Recurrent acute liver failure associated with novel SCYL1 mutation: A case report.

BACKGROUND: Pediatric recurrent acute liver failure (RALF) with recovery between episodes is rare. Causes include autoimmune disease, which may flare and subside; intermittent exposure to toxins, as with ingestions; and metabolic disorders, among them the fever-associated crises ascribed to biallelic mutations in SCYL1, with RALF beginning in infancy. SCYL1 disease manifest with RALF, as known to date, includes central and peripheral neurologic and muscular morbidity (hepatocerebellar neuropathy syndrome). Primary ventilatory and skeletal diseases also have been noted in some reports. CASE
SUMMARY: We describe a Han Chinese boy in whom fever-associated RALF began at age 14 mo. Bilateral femoral head abnormalities and mild impairment of neurologic function were first noted aged 8 years 6 mo. Liver biopsy after the third RALF episode (7 years) and during resolution of the fourth RALF episode (8 years 6 mo) found abnormal architecture and hepatic fibrosis, respectively. Whole-exome sequencing revealed homozygosity for the novel frameshift mutation c.92_93insGGGCCCT, p.(H32Gfs*20) in SCYL1 (parental heterozygosity confirmed).
---*---
What the exercise asks: Please check each statement against the case report above, answering yes or no and quoting the words of the report that settle it. (a) The boy's fever-associated RALF began at age 14 months. (b) Both parents were found to be homozygous for the SCYL1 mutation. (c) The liver biopsy taken after the third RALF episode found hepatic fibrosis.

Extracted records:
---*---
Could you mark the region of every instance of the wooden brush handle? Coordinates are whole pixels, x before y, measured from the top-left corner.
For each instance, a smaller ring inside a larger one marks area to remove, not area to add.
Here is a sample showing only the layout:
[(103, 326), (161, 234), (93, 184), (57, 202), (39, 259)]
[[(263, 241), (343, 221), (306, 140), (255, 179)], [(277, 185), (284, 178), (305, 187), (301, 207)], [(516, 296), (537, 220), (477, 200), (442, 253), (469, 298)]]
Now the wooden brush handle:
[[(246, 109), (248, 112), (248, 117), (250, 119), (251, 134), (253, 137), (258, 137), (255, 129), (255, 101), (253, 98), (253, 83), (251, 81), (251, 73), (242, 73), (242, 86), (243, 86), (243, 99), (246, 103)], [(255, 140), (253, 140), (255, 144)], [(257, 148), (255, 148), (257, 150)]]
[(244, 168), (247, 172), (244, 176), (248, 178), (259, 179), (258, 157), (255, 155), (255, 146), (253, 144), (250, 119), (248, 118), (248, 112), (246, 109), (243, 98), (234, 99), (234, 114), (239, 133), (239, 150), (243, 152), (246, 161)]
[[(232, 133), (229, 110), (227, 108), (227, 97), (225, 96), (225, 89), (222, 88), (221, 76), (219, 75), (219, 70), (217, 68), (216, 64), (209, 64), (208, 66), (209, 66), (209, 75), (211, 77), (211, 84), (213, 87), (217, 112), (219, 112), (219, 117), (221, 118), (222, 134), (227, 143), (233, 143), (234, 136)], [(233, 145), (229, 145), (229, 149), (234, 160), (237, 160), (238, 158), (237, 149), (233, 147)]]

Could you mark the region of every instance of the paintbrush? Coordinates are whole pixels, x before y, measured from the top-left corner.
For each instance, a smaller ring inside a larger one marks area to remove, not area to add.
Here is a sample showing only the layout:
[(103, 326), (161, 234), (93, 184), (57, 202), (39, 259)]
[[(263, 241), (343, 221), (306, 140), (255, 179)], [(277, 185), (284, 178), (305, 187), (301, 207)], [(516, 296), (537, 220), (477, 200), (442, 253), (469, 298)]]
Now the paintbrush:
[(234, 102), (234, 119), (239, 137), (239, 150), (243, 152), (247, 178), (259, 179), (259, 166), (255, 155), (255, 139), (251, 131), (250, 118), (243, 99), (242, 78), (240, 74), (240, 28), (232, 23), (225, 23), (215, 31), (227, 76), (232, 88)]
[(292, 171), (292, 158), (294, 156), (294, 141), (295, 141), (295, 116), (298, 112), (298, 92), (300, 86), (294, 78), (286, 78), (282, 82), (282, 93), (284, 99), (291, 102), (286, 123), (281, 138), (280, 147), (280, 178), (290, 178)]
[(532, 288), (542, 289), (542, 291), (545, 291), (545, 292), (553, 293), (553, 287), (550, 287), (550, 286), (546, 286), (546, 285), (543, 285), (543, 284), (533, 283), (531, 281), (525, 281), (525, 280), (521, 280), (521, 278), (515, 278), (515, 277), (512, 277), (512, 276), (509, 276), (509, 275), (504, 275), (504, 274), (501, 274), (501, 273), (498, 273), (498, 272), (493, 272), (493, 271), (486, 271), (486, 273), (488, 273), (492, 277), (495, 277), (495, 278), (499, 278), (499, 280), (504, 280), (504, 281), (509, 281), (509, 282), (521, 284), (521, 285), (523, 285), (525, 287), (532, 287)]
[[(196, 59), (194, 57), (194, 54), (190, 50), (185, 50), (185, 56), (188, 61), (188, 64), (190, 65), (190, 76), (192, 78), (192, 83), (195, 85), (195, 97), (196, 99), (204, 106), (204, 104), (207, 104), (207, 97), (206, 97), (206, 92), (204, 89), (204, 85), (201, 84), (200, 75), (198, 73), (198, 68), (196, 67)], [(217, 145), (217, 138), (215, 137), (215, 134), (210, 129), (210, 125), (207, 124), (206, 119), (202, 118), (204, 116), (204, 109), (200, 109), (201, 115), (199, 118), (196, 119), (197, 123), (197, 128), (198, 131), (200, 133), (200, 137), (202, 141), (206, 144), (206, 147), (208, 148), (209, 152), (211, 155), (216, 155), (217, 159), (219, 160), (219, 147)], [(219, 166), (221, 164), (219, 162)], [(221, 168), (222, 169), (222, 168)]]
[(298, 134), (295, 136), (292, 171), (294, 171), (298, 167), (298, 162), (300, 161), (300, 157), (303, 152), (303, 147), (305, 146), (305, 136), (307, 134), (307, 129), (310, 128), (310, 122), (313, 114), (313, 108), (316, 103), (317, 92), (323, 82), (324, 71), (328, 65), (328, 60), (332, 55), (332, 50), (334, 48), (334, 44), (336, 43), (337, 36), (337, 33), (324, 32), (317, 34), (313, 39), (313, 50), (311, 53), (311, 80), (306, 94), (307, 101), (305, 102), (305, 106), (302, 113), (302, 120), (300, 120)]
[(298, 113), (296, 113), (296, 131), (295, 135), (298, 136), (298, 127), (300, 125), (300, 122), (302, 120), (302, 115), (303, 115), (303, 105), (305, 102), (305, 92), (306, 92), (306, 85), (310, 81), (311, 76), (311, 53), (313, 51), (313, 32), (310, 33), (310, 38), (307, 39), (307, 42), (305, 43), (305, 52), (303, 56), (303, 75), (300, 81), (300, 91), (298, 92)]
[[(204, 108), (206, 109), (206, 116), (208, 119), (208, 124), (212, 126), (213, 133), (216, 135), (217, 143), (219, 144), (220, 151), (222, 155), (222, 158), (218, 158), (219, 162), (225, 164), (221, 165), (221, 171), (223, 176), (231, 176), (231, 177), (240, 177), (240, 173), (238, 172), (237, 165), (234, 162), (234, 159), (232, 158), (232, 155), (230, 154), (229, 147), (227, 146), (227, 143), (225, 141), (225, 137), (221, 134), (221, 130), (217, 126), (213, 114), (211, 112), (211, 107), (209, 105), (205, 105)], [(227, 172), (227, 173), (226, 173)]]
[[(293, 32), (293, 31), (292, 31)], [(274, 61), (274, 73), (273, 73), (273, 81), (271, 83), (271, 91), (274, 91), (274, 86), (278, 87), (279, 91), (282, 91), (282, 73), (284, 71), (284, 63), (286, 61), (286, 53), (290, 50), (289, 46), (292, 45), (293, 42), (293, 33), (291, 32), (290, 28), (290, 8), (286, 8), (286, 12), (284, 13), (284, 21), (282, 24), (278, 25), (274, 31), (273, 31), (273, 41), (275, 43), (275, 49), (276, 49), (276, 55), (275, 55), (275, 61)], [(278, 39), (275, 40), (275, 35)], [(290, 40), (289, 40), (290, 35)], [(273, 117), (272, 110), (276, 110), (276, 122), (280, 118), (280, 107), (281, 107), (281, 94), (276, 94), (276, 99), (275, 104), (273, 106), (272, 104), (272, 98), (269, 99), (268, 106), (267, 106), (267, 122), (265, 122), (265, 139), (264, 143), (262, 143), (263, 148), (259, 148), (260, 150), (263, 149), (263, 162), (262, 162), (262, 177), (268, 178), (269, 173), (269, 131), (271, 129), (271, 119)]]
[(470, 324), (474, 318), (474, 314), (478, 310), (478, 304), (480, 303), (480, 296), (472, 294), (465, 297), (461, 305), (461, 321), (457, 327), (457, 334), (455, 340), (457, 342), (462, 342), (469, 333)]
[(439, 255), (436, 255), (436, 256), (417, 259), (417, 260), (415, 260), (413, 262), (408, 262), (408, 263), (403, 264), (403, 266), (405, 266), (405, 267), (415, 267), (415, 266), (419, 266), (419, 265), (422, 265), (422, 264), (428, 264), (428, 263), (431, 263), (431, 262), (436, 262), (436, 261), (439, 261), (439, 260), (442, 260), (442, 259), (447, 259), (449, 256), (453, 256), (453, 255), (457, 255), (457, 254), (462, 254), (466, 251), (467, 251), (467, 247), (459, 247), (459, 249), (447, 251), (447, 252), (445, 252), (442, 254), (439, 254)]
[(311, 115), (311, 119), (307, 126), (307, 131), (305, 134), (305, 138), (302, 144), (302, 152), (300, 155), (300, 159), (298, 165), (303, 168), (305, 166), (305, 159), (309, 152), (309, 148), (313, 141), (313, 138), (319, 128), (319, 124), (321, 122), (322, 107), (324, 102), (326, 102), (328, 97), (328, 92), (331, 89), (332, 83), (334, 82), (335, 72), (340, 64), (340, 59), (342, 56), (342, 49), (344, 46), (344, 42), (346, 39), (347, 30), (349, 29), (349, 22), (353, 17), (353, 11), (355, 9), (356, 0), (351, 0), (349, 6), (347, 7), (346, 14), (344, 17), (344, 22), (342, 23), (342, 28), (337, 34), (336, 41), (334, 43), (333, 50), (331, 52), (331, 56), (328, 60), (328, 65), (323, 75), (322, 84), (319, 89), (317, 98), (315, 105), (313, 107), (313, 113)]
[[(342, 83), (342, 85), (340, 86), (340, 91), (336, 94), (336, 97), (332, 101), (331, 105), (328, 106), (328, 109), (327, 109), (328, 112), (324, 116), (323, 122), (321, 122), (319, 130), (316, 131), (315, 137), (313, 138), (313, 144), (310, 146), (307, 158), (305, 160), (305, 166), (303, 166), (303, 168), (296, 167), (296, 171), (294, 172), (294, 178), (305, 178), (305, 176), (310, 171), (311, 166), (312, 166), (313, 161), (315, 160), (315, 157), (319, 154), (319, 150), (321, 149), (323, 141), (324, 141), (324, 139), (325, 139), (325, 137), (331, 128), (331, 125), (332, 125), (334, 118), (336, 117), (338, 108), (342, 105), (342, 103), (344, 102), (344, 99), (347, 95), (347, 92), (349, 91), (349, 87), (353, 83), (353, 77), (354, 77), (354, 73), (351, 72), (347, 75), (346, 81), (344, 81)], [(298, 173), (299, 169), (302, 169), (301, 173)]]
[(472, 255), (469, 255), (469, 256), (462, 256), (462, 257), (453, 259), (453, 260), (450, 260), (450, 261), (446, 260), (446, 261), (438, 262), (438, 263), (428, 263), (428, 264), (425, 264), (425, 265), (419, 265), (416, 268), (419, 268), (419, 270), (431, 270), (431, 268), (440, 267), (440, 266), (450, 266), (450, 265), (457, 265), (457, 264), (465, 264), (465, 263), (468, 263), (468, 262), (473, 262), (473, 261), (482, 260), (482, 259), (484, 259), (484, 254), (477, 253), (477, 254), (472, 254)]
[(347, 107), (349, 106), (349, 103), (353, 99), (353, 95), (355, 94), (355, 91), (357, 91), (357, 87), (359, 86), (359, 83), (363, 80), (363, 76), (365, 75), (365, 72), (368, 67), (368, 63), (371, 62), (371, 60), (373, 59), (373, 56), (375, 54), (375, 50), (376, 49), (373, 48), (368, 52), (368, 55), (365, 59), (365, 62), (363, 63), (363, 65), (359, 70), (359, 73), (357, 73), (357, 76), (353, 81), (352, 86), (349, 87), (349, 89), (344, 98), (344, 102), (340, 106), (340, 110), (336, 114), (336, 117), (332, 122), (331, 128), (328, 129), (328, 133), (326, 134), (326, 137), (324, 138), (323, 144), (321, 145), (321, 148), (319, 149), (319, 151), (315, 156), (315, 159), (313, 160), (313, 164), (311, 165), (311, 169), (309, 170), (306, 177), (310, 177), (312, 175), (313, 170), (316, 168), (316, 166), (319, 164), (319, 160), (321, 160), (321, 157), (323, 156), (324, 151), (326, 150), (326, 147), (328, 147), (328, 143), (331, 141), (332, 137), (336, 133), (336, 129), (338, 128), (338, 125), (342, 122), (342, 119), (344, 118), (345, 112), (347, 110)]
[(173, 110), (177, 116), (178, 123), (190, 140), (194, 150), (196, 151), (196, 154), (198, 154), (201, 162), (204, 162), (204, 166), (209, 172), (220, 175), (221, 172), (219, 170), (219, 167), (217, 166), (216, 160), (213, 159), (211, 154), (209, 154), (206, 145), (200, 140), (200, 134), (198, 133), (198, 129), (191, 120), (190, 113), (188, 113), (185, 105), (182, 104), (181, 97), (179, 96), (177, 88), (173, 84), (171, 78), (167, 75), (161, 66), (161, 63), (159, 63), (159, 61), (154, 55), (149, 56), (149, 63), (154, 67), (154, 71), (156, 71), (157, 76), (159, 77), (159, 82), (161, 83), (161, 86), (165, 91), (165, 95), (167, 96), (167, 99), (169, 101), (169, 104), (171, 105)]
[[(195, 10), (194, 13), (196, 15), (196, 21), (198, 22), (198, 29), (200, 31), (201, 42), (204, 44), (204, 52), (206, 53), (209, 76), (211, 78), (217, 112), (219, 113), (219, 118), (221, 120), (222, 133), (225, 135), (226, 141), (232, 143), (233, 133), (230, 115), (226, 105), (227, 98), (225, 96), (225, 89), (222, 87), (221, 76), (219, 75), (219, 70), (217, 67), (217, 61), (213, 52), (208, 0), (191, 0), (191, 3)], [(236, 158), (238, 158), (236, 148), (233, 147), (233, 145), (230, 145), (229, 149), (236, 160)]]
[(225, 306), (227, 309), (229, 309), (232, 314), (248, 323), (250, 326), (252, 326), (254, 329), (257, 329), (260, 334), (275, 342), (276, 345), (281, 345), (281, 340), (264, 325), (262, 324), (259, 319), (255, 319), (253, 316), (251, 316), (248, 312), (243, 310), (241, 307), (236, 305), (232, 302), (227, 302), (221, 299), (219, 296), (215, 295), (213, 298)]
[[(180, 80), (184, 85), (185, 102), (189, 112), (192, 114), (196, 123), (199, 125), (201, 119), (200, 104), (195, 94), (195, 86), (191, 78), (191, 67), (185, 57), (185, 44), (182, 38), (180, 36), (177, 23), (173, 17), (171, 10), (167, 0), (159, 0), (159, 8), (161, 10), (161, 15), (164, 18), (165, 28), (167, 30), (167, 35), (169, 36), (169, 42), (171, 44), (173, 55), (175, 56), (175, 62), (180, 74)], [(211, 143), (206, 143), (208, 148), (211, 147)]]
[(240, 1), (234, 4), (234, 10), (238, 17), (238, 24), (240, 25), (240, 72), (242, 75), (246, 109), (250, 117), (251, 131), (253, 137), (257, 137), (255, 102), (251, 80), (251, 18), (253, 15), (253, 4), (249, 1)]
---*---
Task output:
(a) Yes: "fever-associated RALF began at age 14 mo"
(b) No: "(parental heterozygosity confirmed)"
(c) No: "Liver biopsy after the third RALF episode (7 years) and during resolution of the fourth RALF episode (8 years 6 mo) found abnormal architecture and hepatic fibrosis, respectively."